--- start Exercise data ---

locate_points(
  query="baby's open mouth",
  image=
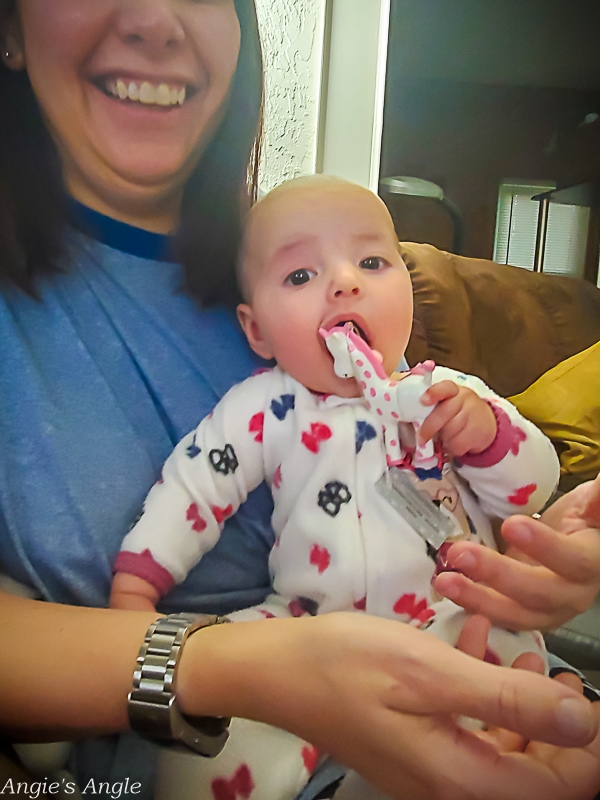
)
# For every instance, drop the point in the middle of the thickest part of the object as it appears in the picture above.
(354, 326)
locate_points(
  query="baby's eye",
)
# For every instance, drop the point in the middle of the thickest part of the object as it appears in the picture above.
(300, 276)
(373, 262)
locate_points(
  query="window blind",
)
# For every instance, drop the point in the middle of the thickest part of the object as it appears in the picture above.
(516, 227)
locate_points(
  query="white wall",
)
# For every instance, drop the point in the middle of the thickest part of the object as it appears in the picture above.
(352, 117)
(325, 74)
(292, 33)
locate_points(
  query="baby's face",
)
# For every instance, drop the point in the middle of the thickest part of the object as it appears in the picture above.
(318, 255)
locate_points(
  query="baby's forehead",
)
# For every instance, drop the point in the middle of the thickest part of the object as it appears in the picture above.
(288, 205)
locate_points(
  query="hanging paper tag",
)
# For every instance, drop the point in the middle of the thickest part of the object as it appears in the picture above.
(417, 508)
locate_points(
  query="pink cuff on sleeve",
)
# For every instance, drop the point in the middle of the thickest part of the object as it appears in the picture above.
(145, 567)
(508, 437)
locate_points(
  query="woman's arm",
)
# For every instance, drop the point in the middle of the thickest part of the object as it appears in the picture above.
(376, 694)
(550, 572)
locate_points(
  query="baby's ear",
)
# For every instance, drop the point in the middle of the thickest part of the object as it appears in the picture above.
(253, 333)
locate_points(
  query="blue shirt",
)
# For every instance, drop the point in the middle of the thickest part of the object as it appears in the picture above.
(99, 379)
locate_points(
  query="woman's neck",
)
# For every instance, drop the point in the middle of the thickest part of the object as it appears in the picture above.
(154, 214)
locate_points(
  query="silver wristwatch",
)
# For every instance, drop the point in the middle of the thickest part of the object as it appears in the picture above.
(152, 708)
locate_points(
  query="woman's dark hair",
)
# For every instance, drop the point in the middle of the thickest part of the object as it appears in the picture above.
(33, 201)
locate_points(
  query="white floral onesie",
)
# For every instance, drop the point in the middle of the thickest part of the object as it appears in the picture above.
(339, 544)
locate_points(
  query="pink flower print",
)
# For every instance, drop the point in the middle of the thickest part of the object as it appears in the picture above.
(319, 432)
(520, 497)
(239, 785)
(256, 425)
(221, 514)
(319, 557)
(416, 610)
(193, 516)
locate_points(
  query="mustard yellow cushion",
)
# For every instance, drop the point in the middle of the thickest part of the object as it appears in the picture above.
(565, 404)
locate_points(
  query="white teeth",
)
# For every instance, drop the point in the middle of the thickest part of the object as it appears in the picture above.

--- end Exercise data ---

Prompt — Write out the full listing verbatim, excluding its pictures.

Exercise answer —
locate_points(
  query="baby's open mouth",
  image=
)
# For every instance, drop the point in the middle of the thickest part of the object as it appears in the picture above.
(354, 326)
locate_points(
  query="baby's eye",
)
# For every instance, drop the point in the middle of the thickest part of the object as it appears in the picture above.
(300, 276)
(373, 262)
locate_points(
  query="window blind",
)
# For every instance, drop the point in the middle of the thickest part of the object as it appears in the picture above.
(516, 227)
locate_points(
  query="white wall",
)
# For every instance, drop the point in the middle of the thickest part of the object as it appears in the picture above.
(352, 117)
(325, 74)
(292, 33)
locate_points(
  query="baby's face",
)
# For every instance, drop the point in the middle of the thickest part of the object as it appears in the picture above.
(318, 255)
locate_points(
  query="baby's forehead",
)
# For every instance, drop the point in the middle of the thickest part of the object as it appears in the picture above.
(288, 205)
locate_points(
  query="hanging paper tag",
)
# For every instance, drop the point in the middle of the thickest part of the object as it appears in the picture above.
(417, 508)
locate_points(
  query="pink cuff on sleeve",
)
# For every instance, drop the point in the middle of the thickest part of the object as it appears in the picture above.
(145, 567)
(508, 437)
locate_points(
  query="woman's arm",
)
# For every instance, drop the point in the middle of the thickest part of the object as it appears in the picture above.
(376, 694)
(550, 572)
locate_points(
  query="baby's ear",
)
# For every instance, drop the point in the middle of the thickest part of the object as it appears in the picture above.
(253, 333)
locate_points(
  query="blue shirt",
)
# For every instance, drop the point in the middle of the thickest part of the object as it appears in the picture above.
(99, 379)
locate_points(
  query="woman's neck",
)
# For every instance, drop the point in the middle of the thickest part of the object as it appears in the picture above.
(154, 214)
locate_points(
  query="silver wristwatch",
)
# For every instance, drop the point in the middle of the thickest part of the object as it appears in the picture above.
(152, 708)
locate_points(
  query="woman's dark hair",
)
# For every instance, drop the point in the middle of the thickest part of the object as it appears in the picture above.
(33, 201)
locate_points(
  query="white floral onesie",
)
# For every instance, drop the point in the middle of the thickest part of the object as it appears in the picture above.
(339, 544)
locate_points(
  query="pink flower print",
)
# For every instance, drop the point in the middle of the thickest part of the object as it appears in the picture above.
(319, 432)
(520, 497)
(239, 785)
(256, 425)
(221, 514)
(319, 557)
(416, 610)
(193, 516)
locate_points(
  query="mustard yellow cushion",
)
# For every instance, drop the point in the middle of the thickest part of the object as it appears in the picture above.
(565, 404)
locate_points(
  query="white teeth",
)
# For every instance, drop the point in the middle of the thickest part of the object as it appears in the picture above.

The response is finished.